Exercise material:
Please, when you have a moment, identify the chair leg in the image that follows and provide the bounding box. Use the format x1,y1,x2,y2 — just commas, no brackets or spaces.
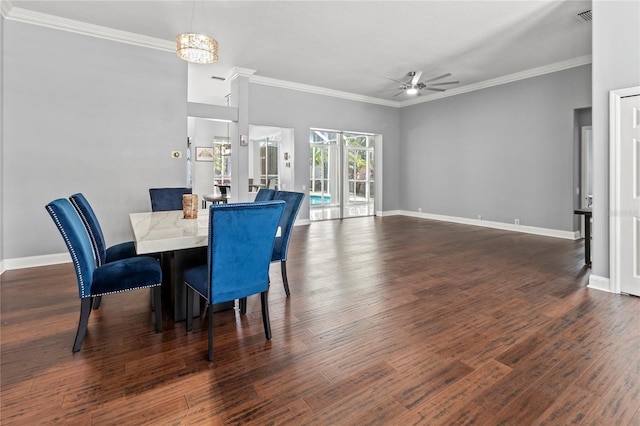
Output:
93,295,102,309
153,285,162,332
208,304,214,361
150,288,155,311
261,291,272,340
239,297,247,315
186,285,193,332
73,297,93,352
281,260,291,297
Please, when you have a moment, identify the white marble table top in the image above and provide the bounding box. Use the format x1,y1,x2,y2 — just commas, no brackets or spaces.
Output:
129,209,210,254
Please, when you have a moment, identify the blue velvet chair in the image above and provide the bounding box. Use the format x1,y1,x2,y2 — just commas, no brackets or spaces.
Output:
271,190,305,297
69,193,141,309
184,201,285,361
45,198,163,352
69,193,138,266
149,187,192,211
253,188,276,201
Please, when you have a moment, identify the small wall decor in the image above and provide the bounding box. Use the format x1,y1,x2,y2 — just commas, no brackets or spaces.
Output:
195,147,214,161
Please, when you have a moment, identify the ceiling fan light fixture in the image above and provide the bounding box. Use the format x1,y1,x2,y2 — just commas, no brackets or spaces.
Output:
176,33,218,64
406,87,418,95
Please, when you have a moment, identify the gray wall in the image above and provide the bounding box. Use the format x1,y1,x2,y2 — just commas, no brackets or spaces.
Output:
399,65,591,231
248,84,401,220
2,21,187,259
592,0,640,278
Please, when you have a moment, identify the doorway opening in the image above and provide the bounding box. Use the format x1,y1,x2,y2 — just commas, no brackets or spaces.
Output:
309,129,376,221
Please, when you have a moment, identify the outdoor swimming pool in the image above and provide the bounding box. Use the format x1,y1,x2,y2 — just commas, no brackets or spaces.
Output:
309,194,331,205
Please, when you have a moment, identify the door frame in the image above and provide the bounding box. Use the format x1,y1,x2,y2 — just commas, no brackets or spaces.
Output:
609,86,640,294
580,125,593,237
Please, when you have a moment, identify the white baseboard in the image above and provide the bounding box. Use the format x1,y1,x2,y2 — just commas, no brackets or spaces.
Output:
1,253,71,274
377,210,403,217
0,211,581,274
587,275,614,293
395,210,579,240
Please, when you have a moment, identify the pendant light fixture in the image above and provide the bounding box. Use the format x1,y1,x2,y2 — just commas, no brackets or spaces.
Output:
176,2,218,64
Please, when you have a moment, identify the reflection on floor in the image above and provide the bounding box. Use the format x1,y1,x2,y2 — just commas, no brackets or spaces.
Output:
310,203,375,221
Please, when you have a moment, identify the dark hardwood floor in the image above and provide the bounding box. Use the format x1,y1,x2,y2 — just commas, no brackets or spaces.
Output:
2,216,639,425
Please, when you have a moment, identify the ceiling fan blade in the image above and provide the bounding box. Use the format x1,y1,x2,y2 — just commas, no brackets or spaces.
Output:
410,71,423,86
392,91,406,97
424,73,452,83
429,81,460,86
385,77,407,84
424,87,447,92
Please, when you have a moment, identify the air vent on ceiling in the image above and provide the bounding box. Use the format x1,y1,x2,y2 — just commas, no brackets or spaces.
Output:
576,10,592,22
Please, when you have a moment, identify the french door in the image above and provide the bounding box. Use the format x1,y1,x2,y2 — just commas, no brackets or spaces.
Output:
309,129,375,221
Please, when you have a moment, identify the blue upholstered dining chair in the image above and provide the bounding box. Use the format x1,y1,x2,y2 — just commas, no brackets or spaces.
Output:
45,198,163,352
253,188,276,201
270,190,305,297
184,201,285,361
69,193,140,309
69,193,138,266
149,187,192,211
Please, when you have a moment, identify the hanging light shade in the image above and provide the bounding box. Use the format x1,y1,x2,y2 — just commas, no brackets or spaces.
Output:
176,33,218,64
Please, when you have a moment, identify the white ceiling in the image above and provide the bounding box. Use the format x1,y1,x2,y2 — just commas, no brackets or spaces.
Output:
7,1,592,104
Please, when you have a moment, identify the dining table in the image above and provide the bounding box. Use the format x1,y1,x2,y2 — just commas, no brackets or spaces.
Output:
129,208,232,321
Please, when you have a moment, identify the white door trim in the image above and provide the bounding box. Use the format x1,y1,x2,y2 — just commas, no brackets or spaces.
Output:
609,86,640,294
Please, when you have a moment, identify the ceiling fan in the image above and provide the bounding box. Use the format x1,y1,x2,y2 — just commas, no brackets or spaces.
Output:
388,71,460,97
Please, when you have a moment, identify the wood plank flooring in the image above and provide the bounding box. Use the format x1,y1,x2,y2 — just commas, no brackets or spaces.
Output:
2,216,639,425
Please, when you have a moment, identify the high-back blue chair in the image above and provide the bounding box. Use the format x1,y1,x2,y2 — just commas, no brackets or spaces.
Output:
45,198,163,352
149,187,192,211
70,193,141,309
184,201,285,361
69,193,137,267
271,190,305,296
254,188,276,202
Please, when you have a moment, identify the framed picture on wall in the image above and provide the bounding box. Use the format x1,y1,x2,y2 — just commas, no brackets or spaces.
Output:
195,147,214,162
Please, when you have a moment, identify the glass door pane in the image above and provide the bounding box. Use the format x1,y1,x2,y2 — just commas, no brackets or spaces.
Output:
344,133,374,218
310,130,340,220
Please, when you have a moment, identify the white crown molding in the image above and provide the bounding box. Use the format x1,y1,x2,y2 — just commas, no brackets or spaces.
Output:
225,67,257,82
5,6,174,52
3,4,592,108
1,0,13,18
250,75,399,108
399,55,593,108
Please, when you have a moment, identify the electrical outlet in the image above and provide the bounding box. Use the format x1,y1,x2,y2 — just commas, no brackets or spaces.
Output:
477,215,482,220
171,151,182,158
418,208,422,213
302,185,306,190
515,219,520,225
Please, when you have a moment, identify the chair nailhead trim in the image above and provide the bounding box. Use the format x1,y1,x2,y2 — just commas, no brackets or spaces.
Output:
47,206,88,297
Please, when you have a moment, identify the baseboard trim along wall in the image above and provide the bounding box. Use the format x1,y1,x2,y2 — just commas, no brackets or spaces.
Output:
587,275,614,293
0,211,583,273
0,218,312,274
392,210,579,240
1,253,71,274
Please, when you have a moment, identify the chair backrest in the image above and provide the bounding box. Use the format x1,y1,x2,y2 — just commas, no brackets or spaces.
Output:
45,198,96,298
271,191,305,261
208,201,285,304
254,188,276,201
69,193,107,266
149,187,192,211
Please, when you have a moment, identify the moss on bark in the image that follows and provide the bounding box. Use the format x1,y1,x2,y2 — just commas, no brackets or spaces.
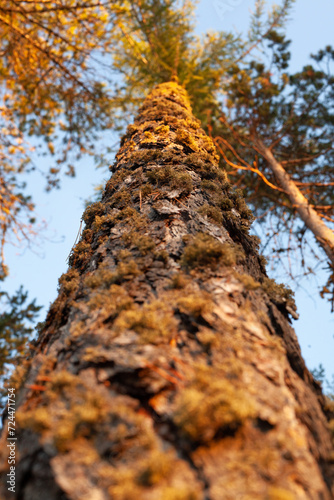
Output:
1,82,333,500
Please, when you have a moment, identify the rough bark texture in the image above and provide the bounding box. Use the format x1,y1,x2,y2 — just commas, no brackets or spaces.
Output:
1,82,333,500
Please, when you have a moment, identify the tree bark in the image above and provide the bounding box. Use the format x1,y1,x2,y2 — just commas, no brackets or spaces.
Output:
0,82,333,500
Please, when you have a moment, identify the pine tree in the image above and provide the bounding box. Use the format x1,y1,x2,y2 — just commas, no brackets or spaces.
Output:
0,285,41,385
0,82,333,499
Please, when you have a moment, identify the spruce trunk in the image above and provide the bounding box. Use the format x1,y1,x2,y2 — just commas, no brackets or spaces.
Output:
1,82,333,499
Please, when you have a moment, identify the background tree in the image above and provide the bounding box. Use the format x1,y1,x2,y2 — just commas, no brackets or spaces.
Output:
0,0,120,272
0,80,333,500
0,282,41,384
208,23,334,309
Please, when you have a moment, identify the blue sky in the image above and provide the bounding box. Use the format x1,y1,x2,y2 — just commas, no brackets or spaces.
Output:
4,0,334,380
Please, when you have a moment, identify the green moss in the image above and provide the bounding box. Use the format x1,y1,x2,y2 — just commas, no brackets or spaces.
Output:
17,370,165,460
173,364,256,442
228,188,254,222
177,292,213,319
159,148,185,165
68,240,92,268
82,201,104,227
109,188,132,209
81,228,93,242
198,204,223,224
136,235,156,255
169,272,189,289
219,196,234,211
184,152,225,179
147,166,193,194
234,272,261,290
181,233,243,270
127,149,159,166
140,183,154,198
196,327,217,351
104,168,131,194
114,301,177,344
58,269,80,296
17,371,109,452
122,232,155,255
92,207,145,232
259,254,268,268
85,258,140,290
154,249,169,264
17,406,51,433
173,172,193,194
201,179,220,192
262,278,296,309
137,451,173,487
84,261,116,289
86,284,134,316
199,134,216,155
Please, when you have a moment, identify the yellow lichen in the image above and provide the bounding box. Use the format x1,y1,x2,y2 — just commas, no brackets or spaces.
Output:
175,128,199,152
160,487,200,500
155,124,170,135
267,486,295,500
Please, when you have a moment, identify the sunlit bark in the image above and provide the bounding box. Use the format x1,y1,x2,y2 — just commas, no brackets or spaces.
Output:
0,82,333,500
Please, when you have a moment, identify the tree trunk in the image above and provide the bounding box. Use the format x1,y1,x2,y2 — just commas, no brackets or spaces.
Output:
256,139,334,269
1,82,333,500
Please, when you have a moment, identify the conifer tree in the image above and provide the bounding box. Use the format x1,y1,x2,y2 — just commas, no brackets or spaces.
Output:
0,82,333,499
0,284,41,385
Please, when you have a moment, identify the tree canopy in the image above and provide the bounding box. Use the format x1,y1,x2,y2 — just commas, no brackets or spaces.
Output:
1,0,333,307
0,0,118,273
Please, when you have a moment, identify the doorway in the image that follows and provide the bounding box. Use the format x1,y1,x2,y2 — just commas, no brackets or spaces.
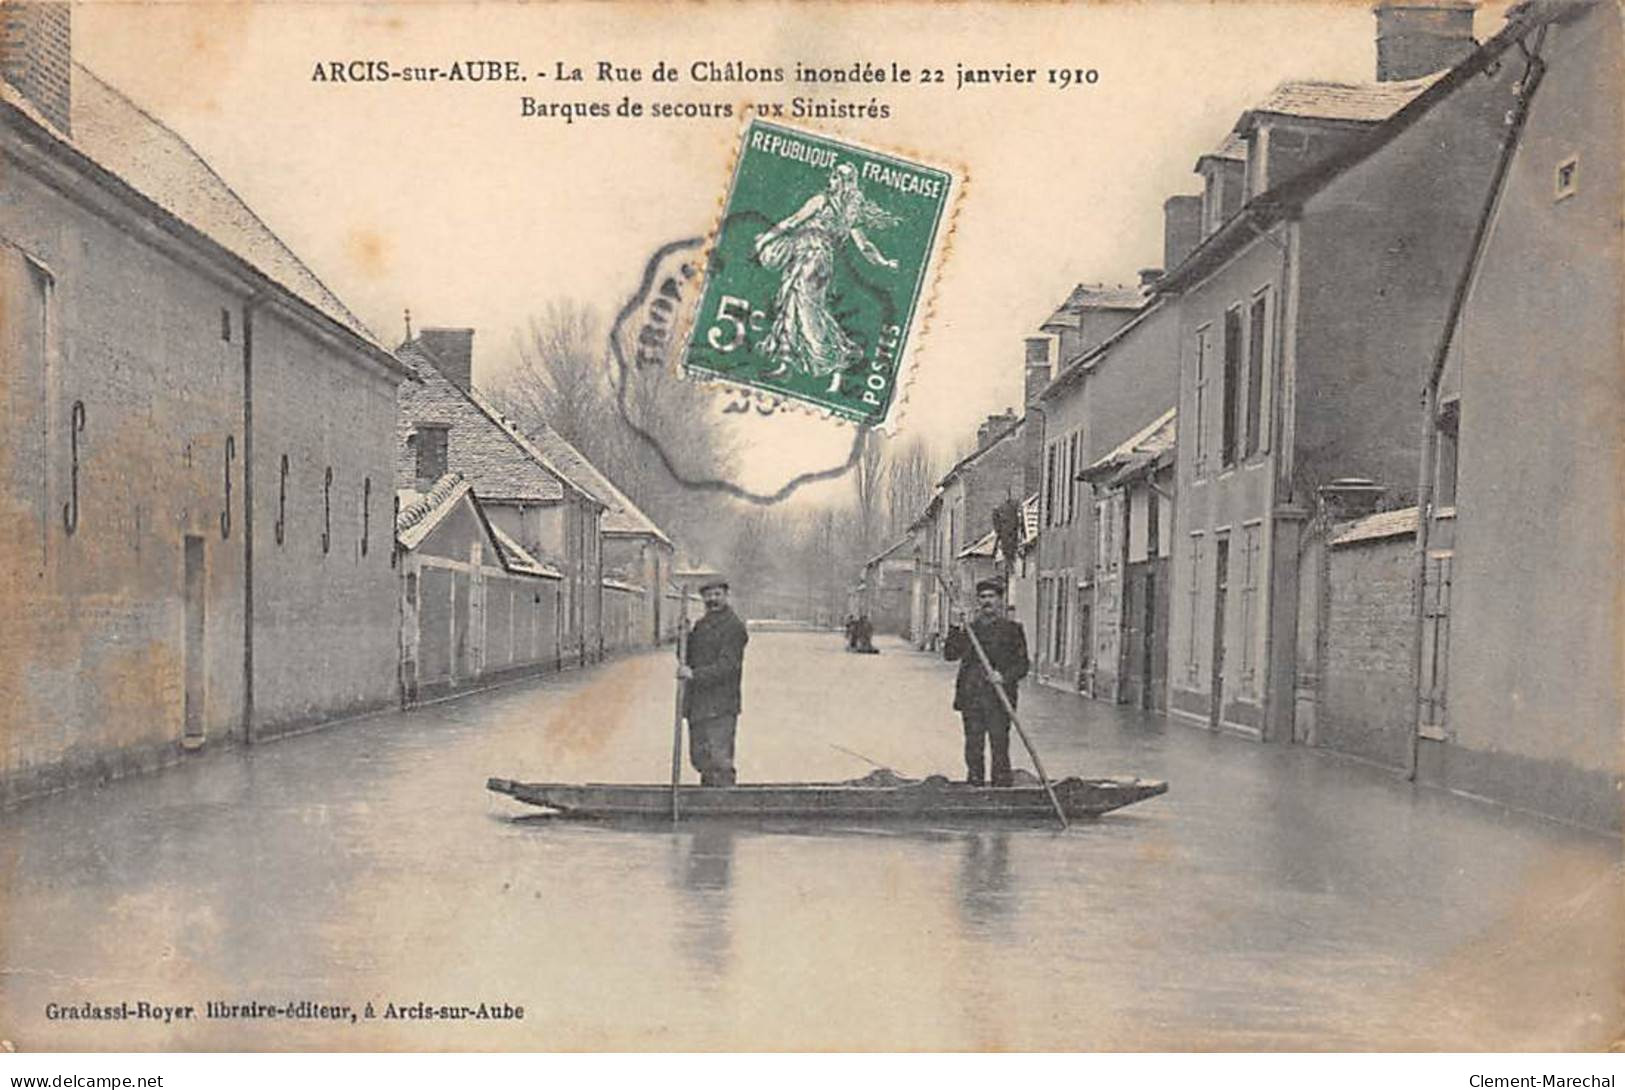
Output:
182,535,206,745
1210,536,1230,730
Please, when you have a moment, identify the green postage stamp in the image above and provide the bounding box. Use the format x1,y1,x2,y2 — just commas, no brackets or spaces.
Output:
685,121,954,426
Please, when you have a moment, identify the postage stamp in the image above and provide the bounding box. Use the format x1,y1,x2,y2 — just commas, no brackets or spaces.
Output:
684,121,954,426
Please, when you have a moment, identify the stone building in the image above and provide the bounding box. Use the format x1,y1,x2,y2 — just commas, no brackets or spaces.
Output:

Your objective: Provide the number of lines in the entries that include "stamp", and no other text.

Reply: 2